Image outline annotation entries
* START *
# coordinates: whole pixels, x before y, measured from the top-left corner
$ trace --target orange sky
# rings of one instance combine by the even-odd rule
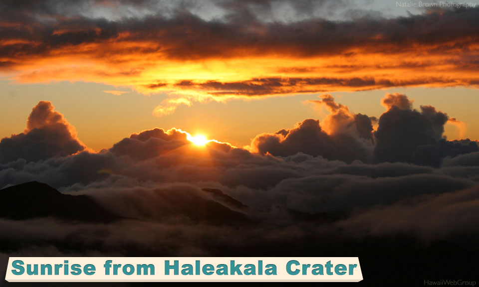
[[[446,87],[475,91],[479,85],[478,8],[378,16],[374,13],[377,7],[373,5],[366,16],[348,17],[346,13],[332,19],[311,6],[311,13],[298,10],[286,20],[278,16],[282,14],[278,11],[285,9],[287,1],[267,2],[268,5],[245,2],[230,6],[206,1],[201,8],[192,6],[182,10],[94,1],[98,14],[92,14],[91,7],[73,4],[64,10],[60,5],[46,7],[34,2],[26,7],[4,3],[0,17],[2,85],[16,90],[25,85],[51,84],[45,90],[51,95],[44,94],[41,99],[52,100],[55,95],[72,92],[55,83],[98,83],[103,92],[114,96],[109,98],[113,101],[123,103],[118,98],[128,97],[128,93],[137,95],[136,100],[128,97],[129,107],[143,105],[143,97],[154,98],[149,101],[147,114],[142,115],[148,119],[176,118],[173,115],[180,108],[232,102],[239,106],[236,101],[269,101],[278,97],[283,100],[274,104],[284,109],[291,104],[284,100],[289,96],[295,98],[295,105],[300,107],[285,118],[289,124],[281,123],[289,127],[306,116],[320,117],[310,107],[305,108],[303,102],[325,93],[364,95],[361,91],[381,91],[383,96],[405,88]],[[156,13],[128,14],[145,12],[145,8],[158,10]],[[116,14],[109,12],[113,10]],[[5,13],[8,10],[14,13]],[[75,88],[87,90],[86,86]],[[6,94],[2,97],[8,105]],[[370,105],[379,103],[377,96],[375,102],[360,96]],[[449,106],[460,106],[455,99],[457,96],[450,97]],[[258,102],[249,102],[252,103],[248,109],[251,109]],[[16,111],[24,113],[26,109],[22,109]],[[113,117],[107,106],[102,109],[105,117]],[[208,110],[202,109],[204,112]],[[309,115],[301,114],[305,109]],[[374,110],[375,116],[380,115],[378,108]],[[180,113],[188,117],[188,112]],[[274,114],[264,112],[265,116]],[[451,115],[456,120],[450,121],[448,132],[463,132],[454,138],[467,136],[465,127],[472,124],[463,123],[463,115],[458,114]],[[137,129],[141,121],[135,121]],[[165,128],[181,128],[177,127],[181,123],[166,121],[170,126]],[[277,127],[268,121],[257,119],[256,123],[264,122],[257,124],[258,129],[273,131]],[[155,126],[162,126],[161,122]],[[208,130],[210,134],[215,130],[208,127],[212,125],[204,119],[200,123],[204,127],[196,130]],[[213,125],[217,130],[218,126]],[[11,132],[8,127],[3,129],[2,136]],[[469,130],[470,134],[476,135]],[[244,144],[255,132],[245,128],[236,132],[236,139],[228,133],[228,139],[219,140]],[[98,148],[110,142],[112,140],[98,140],[93,145]]]

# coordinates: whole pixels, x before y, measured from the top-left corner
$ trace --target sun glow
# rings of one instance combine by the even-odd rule
[[[188,140],[193,143],[193,144],[200,146],[205,145],[209,142],[203,135],[197,135],[194,137],[190,136]]]

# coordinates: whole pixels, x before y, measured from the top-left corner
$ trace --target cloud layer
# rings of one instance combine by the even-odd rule
[[[353,3],[29,3],[0,4],[4,75],[167,92],[160,116],[232,98],[479,83],[479,8],[333,20],[321,11]]]
[[[384,262],[385,253],[388,268],[412,256],[424,259],[417,268],[425,262],[435,266],[443,262],[430,255],[444,253],[473,260],[477,142],[443,138],[449,118],[433,107],[415,110],[399,94],[383,102],[386,111],[376,119],[324,95],[311,101],[330,112],[323,121],[259,135],[248,149],[216,141],[198,146],[185,132],[155,128],[95,153],[50,103],[40,102],[23,133],[0,142],[0,188],[36,180],[70,199],[89,196],[120,219],[68,219],[88,209],[55,217],[53,202],[50,217],[0,218],[0,261],[354,254],[369,273]],[[41,201],[18,200],[25,208]],[[440,275],[461,271],[437,268]],[[476,271],[460,268],[464,278]]]

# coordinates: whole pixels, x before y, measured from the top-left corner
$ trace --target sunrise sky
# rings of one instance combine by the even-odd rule
[[[17,256],[477,282],[478,1],[0,0],[0,286]]]
[[[1,138],[45,100],[94,150],[156,127],[241,147],[322,121],[329,113],[309,101],[323,94],[379,118],[381,99],[399,93],[455,118],[449,140],[479,139],[477,7],[7,1],[0,11]]]

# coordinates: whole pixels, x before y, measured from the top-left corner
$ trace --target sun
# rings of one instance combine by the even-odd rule
[[[188,139],[188,140],[195,145],[203,146],[208,142],[208,140],[206,139],[206,137],[203,135],[197,135],[194,137],[191,137],[190,139]]]

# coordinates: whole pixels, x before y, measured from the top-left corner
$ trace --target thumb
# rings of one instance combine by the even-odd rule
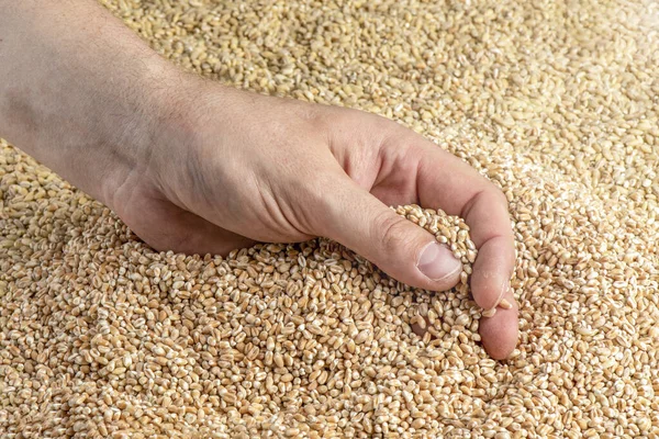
* END *
Goal of the exercise
Find each line of the material that contains the word "trace" and copy those lines.

Output below
$ trace --target orange sky
$ trace --target sun glow
$ trace --target cloud layer
$ trace --target sunrise sky
$ trace --target sun
$ trace --target thumb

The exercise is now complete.